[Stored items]

__________

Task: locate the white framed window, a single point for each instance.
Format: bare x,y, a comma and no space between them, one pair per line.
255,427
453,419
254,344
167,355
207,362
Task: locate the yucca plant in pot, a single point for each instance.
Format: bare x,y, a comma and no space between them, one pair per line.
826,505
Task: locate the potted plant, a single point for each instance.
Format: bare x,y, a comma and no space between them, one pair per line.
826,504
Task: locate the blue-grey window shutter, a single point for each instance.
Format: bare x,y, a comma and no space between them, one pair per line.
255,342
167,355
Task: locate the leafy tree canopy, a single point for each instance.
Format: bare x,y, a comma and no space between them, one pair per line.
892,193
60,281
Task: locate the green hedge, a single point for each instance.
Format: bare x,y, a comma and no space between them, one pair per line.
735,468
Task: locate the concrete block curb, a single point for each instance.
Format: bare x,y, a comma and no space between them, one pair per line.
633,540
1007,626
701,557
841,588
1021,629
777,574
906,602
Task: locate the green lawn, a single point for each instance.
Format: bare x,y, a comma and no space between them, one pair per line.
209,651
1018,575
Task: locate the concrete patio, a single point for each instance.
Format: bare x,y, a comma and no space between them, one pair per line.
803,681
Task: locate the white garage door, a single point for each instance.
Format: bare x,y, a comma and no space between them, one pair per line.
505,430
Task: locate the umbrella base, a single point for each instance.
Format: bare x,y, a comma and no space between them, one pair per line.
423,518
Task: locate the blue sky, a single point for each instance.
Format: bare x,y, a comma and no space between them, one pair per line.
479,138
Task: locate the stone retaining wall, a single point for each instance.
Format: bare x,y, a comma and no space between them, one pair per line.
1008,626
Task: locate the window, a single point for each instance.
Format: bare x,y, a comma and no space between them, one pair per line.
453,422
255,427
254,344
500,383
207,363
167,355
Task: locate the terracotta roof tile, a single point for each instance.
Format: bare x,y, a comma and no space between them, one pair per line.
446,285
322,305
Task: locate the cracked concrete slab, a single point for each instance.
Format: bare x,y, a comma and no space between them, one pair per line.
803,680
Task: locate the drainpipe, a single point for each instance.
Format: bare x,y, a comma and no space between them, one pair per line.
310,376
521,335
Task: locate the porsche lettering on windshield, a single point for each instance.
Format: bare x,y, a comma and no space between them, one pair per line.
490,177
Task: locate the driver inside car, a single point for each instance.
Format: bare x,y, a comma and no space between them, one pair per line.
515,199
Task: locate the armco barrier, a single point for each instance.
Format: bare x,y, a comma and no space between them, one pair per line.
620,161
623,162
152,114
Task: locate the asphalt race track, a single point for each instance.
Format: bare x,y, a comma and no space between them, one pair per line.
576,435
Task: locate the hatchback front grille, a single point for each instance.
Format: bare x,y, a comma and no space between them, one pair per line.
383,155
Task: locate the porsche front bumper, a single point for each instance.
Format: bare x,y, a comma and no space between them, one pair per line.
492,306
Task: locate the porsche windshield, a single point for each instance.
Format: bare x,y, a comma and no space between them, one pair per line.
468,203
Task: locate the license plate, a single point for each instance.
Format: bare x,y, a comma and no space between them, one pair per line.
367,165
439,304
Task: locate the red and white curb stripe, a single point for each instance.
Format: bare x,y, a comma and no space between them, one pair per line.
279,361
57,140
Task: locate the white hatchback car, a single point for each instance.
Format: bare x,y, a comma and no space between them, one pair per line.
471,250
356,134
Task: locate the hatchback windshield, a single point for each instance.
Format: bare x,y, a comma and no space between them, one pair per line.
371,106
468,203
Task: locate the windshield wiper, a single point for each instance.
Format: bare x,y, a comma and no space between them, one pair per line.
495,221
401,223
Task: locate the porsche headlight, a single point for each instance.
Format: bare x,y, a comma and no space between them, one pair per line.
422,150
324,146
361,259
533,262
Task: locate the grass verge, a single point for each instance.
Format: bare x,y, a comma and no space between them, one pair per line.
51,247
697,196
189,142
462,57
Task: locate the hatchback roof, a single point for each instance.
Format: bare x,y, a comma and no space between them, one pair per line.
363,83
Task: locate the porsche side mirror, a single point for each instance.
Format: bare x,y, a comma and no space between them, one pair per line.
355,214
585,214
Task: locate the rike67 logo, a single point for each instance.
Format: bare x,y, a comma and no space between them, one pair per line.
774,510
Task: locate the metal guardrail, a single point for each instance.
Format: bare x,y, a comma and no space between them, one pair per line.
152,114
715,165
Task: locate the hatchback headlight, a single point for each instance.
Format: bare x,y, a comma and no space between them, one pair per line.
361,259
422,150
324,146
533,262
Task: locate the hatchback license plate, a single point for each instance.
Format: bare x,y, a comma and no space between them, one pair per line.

__________

## DESCRIPTION OF THE TASK:
The records above should be copied out again in full, exactly as they appear.

## EXERCISE RESULT:
Task: locate the white framed window, a single point for each instance.
Format: bare x,y, a comma and no space between them, one pair per line.
255,427
453,419
254,344
167,355
207,362
Task: locate the yucca plant in pot, a single point for each instance.
Format: bare x,y, a comma and no space between them, one pair per line.
826,505
Task: locate the potted plant, a single point for each instance.
Format: bare x,y, a comma and no space between them, one pair per line.
826,504
Task: locate the blue-grey window shutter, a single point for each instance.
Format: bare x,y, a comma and no space between them, one pair per line.
255,342
167,355
Task: locate the leafy tree canopy, a single point for each instance.
Format: bare x,y, a comma and no space between them, one pair per line.
892,193
60,281
Task: locate the green hedge, a single point for each instance.
Format: bare x,y, a comma and no space between them, one pair per line.
735,468
Task: locate the concrete block curb, a single point for each instance.
Format: bare x,y, a comma and no space between them, one pair per line.
633,540
1007,626
701,557
841,588
1021,629
777,574
906,602
Task: locate the green lawn, a single point for each instance.
Format: bare x,y, a comma and no space between them, one pair per line.
209,651
1018,575
Task: locate the concrete patio, a single point for each instance.
Format: bare x,y, a comma and no space between them, one pair per line.
803,681
Task: locate the white garage door, a single point for each instance.
Format: bare x,y, a comma and no space between them, one pair per line.
505,430
Task: locate the umbrella base, a single point for each instance.
Format: bare x,y, a comma and no space between them, one pair per line.
423,518
Task: locate the blue sky, a single point for each instance.
Format: bare x,y, a comma and no space between them, one pair per line.
479,138
Task: locate the stone retaining wall, a single point for each instance.
Format: bare x,y, a comma and no space between them, one pair per line.
1008,626
Task: locate the window, a single point for each instance.
Format: bare x,y, a comma and no space between them, one pair per line.
453,422
255,427
254,344
500,383
207,363
167,355
Task: locate the terracotta roof tile, a single point for each instance.
Format: bare x,y, a comma and no space between them, one pair per line.
446,285
322,305
Task: locate the cracked concrete slab, a single point for each instance.
Format: bare x,y, a comma and no space between them, one pair per line.
803,680
Task: locate the drainpipe, a single point for each instance.
Format: bare x,y, a comma and no space between them, one pair per line.
310,376
521,335
Task: locate the porsche lettering on windshield, a single point for each instance.
Format: bare x,y, a comma and no space between them, one pair per line.
490,177
Task: locate the driver inside car, a single point for each instance.
Format: bare x,y, a comma and no space between them, one pair per line.
515,199
Task: locate the armco barrier, a single point for each instance.
Format: bare x,y, a comma and no space between them, one pair per line.
620,161
623,162
152,114
Task: locate the asphalt race track, a single point for each instance.
Format: bare x,y, a comma and no space between them, one pair per line.
576,435
Task: locate the hatchback front grille, a single point for each instance.
Format: bare x,y, a comma and no space between them, one pair per line.
383,155
Task: locate the porsche front bumper, a single point for each instance.
Format: bare x,y, a comma and no space between them, one pair per line.
492,306
Task: locate the porsche windshield, a single point for each instance.
Format: bare x,y, a comma and no space between them, one pair per line.
468,203
Task: locate the license plate, a single point for each instance.
Format: bare x,y, a comma and no space between them, one pair per line.
367,165
439,304
Task: locate the red and white curb stripe, a single point for each instance.
Format: bare x,y, a comma and no space between them, one pair per line.
279,361
57,140
Task: locate the white hatchback car, a single point for each instance.
Format: bare x,y, a comma and no space between them, one pair per line.
471,250
356,134
Task: locate the hatchback windshield, a single point for each instance.
Format: bare x,y, a comma and no space between them, one pair per line.
371,106
468,203
Task: locate the windshield wiper, a single point for each instance.
Format: bare x,y, a comma and no space between them, one pair per line.
495,221
401,223
Task: locate the porsche headlight, a single point for each instance.
Format: bare x,y, a comma and no space between them, one pair per line.
422,150
324,146
361,259
533,262
Task: locate the grass verge, a single point for each instance.
Format: bare x,y, a comma and no space between them, one pair per line.
51,247
697,196
189,142
462,57
Task: locate the hatchback roof, a single point for each instance.
Format: bare x,y, a comma and no space between them, one pair per line.
363,83
Task: locate the porsche side mirror, a single point for each instance.
Format: bare x,y, a comma and no space between them, one pair per line.
355,214
585,214
Task: locate the rike67 logo, a single point for each instance.
Format: bare x,y, a comma and no space between them, one pair per line.
774,510
Task: locate the metal guardrail, a single point for each instance.
Format: bare x,y, a comma and no space between them, one pair per line.
152,114
715,165
Task: locate the hatchback headlight, a single point for each instance.
Format: bare x,y, a comma and no space between them, one pair per line.
361,259
422,150
324,146
533,262
Task: locate the hatchback license plate, a single point for each instance.
Format: bare x,y, a comma and no space between them, one pair per line.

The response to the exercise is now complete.